» **Brief 1**
In the pressure washer thread, substitute "backyard" for "garden" and give again the part that opens with the words containing "## priestess (May" and closes with "(May 8, 2009)".
» **Brief 2**
Do these statements agree with the pressure washer thread? Answer yes or no for each, quoting the deciding words. (a) The pressure washers at the first poster's local hardware store range from 1200 to 1800 psi. (b) One reply says extremely high pressure is the best choice. (c) One poster bought a 1600 psi unit from Lowes for $98.
» **Brief 3**
Why does the pressure washer thread warn against over washing out an exposed screen?

» **Text section**
----------------
# pressure washer pressure



## Paul204 (Apr 21, 2007)

I've heard that a "low psi" pressure washer is best for creating stencils, and I was wondering if there is a recommended psi for the process.

The pressure washers at my local hardware store seem to go from 1200-1800 psi.


----------



## neato (Mar 21, 2006)

That's about right. Mines a 1600 psi. Works great.


----------



## rtucker (Feb 2, 2007)

I bought a small Karcher from Walmart for about 89.00. I'm not sure what the PSI is but it works great for stencils and reclaiming screens...


----------



## GatoNegro (Apr 28, 2009)

Pressure washers are great, but extremely high pressure is not necessarily the best. Too much pressure can actually blow the emulsion off the exposed screen. When using a pressure washer try not to focus on specific spots of the exposed screen, go all around it. 
Don't over wash-out your exposed screen, this can actually cause the emulsion to start to wash out from spots that don't need to be washed out.


----------



## jsreid (Oct 10, 2008)

I have a separate hose for washing out the stencil.


----------



## priestess (May 31, 2009)

The idea is great I used my garden power waszeh for that and the methode is very good. I dont know whether the power washer can still be used in the garden, but I'm very plaesed with the effects.


----------



## BillyV (May 8, 2009)

I have a little 1600psi unit I picked up from Lowes for $98 that works perfect.
----------------
» **Information provided**

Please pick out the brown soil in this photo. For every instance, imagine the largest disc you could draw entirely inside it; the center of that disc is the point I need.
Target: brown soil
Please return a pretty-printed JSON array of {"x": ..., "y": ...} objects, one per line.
----------------
» **Full solution 1**
## priestess (May 31, 2009)

The idea is great I used my backyard power waszeh for that and the methode is very good. I dont know whether the power washer can still be used in the backyard, but I'm very plaesed with the effects.


----------



## BillyV (May 8, 2009)

» **Full solution 2**
(a) Yes: "The pressure washers at my local hardware store seem to go from 1200-1800 psi."
(b) No: "extremely high pressure is not necessarily the best."
(c) Yes: "I have a little 1600psi unit I picked up from Lowes for $98 that works perfect."

» **Full solution 3**
Over washing out can cause the emulsion to start to wash out from spots that don't need to be washed out.